My job depends on trade. I'm 100 percent in favor of trade.

By the same token, we can have good trade policies that raise living standards, or bad trade policies that deindustrialize our economy and distort social and political power relationships.


Figure 1. What people hear, when you say "trade deal."

Two cases in point: the "Trans-Pacific Partnership" (TPP) and the "Trans-Atlantic Trade and Investment Partnership" (TTIP). Both are variations on NAFTA, a vigorously oversold agreement with Canada and Mexico.


Figure 2. Twelve Pacific Rim countries currently negotiating in the Trans-Pacific Partnership

Journalist William Greider explains the origin and intent of one particularly troubling feature of the NAFTA model. NAFTA's legal process helps global companies enforce certain provisions in the agreement. In full jargon, it is called "investor-state dispute settlement," or ISDS.

We understand how the US Constitution establishes our legal framework. The Constitution and Bill of Rights were specifically written to protect individuals from tyranny, and balance public interests with private interests. Our courts settle legal disputes by applying Constitutional principles.

NAFTA, as a legal framework, creates a parallel structure at the global level. However, NAFTA and similar deals have a very different design goal. They prioritize corporate investor rights, while pushing public interests to the side.

As the cynical catchphrase goes, under NAFTA, governments can do "whatever they want," to protect the environment, labor rights, human rights, public health, prudent financial regulation, and internet freedom (for instance), as long as they pay corporations for any lost profit -- including potential profit for activities that have not even occurred, yet!

Greider sketches the history of this question in America. In 1905, a corporate-friendly Supreme Court held that employers' rights outweighed public interest. That Court struck down laws setting a 10-hour day(!) and workplace safety rules. In the 30's, the Supreme Court reversed this interpretation, and recognized the legitimate role of government regulation in the public interest.

During the '30s, corporate interests were pushed back in a political struggle. The widespread economic suffering of that time discredited the idea of unregulated capitalism. New policies brought in a system of controls and regulations for banking and workplace safety. We introduced unemployment insurance, bank deposit insurance, and other familiar policies to prevent the huge market failures of the Great Depression.

NAFTA was negotiated in the early 90's. With NAFTA, corporate interests could draft a new global legal system on a clean sheet of paper. Battles lost in the 30's could be won quietly at the global level in the 90's.

NAFTA set up rules favoring global corporations, and shadowy trade tribunals to enforce those rules.

- TASKS FOR THIS EXERCISE
A. Name every trade agreement mentioned in the text on trade deals.
B. Echo the part of the text on trade deals starting at "Two cases in" and ending at "Canada and Mexico.".

- STORED DATA
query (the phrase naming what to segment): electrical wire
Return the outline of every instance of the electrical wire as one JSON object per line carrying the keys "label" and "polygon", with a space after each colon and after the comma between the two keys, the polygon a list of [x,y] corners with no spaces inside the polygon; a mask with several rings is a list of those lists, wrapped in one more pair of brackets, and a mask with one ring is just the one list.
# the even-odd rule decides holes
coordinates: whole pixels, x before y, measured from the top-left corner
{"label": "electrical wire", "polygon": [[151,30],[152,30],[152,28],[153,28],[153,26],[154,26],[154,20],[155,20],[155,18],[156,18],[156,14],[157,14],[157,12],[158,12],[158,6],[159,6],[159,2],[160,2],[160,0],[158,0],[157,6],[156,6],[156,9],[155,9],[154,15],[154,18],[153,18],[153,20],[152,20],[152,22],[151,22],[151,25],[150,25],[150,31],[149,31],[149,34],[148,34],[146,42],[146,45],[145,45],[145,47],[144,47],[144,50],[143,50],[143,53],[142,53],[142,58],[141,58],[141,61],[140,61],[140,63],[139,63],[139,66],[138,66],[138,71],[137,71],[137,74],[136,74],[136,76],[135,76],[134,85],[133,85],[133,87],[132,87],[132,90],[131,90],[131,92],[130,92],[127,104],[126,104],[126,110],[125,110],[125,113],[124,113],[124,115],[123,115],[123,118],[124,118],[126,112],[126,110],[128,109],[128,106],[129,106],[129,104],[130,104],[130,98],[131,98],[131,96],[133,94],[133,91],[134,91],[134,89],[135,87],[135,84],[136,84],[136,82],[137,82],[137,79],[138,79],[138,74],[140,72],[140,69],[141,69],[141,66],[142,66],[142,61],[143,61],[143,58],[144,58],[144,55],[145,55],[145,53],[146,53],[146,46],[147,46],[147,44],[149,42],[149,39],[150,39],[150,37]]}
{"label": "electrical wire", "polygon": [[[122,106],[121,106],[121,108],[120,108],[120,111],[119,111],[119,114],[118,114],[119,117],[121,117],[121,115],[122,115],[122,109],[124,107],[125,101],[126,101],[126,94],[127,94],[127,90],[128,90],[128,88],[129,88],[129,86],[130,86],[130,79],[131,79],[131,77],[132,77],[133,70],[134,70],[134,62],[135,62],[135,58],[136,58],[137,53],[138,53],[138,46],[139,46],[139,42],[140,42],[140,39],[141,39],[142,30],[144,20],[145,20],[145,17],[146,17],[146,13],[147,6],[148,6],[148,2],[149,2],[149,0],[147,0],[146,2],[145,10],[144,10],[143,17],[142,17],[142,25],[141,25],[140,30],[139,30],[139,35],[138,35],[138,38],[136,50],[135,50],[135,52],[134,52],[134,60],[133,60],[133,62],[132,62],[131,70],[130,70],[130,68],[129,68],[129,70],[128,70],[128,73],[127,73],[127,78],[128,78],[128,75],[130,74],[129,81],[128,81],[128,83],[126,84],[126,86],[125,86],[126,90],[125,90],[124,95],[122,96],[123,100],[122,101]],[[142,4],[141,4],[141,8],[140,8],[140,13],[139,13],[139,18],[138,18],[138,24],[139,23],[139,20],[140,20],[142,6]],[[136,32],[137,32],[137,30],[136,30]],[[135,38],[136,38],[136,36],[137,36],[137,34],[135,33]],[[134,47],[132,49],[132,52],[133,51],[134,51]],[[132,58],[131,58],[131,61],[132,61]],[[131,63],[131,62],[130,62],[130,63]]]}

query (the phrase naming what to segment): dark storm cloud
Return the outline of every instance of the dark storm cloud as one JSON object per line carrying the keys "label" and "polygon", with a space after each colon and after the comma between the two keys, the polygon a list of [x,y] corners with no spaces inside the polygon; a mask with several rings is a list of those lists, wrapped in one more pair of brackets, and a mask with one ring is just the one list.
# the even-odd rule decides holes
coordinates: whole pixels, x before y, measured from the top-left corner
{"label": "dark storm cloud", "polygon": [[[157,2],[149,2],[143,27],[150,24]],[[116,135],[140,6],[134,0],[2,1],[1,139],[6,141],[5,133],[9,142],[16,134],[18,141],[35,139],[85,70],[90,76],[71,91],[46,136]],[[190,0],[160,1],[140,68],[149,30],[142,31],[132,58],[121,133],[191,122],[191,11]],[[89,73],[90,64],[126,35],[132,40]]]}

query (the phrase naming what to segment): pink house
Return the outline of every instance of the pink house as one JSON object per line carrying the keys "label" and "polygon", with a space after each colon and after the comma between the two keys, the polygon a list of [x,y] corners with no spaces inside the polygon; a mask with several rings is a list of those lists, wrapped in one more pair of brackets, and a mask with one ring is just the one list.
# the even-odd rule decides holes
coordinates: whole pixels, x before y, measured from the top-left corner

- WORKED ANSWERS
A.
- Trans-Pacific Partnership (TPP)
- Trans-Atlantic Trade and Investment Partnership (TTIP)
- NAFTA

B.
Two cases in point: the "Trans-Pacific Partnership" (TPP) and the "Trans-Atlantic Trade and Investment Partnership" (TTIP). Both are variations on NAFTA, a vigorously oversold agreement with Canada and Mexico.